• **Requirement 1**: In the passage on voice analysis and VoIP benchmarking, how many voice sub-qualities do the introduced formulae cover?
• **Requirement 2**: Write the next part of the passage on voice analysis and VoIP benchmarking, picking up after its final sentence.
START Exercise passage
In this work, we introduce formulae for 24 voice sub-qualities based on 25 signal properties, grounded in scientific literature, and also introduce formulae for the five OCEAN personality traits based on these 24 voice qualities, grounded in findings from past scientific studies. The soundness and correctness of voice quality and the OCEAN trait formulas are tested using various data-driven and human-expert-assessment methods.

Benchmarking VoIP applications

Our project on benchmarking VoIP applications is building a comprehensive performance evaluation framework tailored for businesses and developers overseeing real-time communication systems. Addressing the critical need to ensure high-quality voice transmission under varying network conditions, it assesses audio quality, latency, and system robustness against disruptions.

Unlike traditional benchmarking tools that focus only on data transfer metrics, our solution incorporates AI-driven analysis of speech intelligibility, noise suppression, and speaker recognition. This differentiation ensures that your voice communications are optimized for clarity and reliability, even in the most challenging network environments.
END Exercise passage
START Extracted information
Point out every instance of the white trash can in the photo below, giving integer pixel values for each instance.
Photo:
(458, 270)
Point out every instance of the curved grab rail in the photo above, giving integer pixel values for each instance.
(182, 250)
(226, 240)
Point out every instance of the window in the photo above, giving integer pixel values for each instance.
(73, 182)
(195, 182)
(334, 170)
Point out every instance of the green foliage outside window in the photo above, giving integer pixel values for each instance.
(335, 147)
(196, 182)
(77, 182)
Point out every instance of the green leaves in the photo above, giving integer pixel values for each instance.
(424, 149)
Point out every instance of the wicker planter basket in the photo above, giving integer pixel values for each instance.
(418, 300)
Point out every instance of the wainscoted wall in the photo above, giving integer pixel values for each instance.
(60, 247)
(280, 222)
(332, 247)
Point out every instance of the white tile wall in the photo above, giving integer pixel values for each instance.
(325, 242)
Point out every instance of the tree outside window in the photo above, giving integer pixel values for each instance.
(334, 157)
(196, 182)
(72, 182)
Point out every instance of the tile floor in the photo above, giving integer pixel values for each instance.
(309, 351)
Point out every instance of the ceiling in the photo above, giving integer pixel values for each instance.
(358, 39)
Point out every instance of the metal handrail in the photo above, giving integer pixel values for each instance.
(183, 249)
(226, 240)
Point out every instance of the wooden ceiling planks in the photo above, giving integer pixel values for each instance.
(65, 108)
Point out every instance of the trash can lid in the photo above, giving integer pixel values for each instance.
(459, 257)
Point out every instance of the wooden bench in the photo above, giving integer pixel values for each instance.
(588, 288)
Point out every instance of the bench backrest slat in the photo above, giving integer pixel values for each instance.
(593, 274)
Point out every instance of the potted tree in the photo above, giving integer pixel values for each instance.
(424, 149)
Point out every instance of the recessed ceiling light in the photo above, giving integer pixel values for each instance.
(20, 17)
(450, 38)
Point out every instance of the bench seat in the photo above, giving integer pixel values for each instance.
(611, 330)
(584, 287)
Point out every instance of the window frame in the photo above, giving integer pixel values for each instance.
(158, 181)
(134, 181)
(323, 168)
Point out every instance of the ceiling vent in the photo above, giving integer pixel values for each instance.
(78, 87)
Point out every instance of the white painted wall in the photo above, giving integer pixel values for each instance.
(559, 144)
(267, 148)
END Extracted information
• **Written answer 1**: 24 voice sub-qualities.

• **Written answer 2**:
Personalized speech enhancement and separation

The work leverages personalized identity references—such as speaker embeddings, voiceprints, or auxiliary modalities like images, videos, or text annotations—to guide the enhancement process. These references provide crucial information about the speaker's unique vocal characteristics, including pitch, timbre, articulation style, accent etc. By incorporating these personalized features, the enhancement system ensures that the output not only suppresses blind background noise and distortions which include interfering speech, but also faithfully preserves the speaker's individuality.

Foundation models that can comparatively analyze speakers

Current speaker recognition models are often costrained to basic tasks and lack the capacity to generate descriptive speaker characteristics and context-rich results. In this work we build a novel Speaker Language Model (SLM) framework that addresses these limitations by combining a speaker encoder with prompt-based conditioning. The model then generates descriptive captions for speaker embeddings, accurately capturing key attributes such as dialect, gender, and age. By utilizing user-defined prompts, the model can produce customized captions tailored to specific requirements, such as regional dialect variations or age-related characteristics. Our approach leverages the complementary strengths of language models and speaker embedding techniques, and enables the model to produce descriptions that not only capture the unique attributes of each speaker but also provide nuanced and adaptable profiling.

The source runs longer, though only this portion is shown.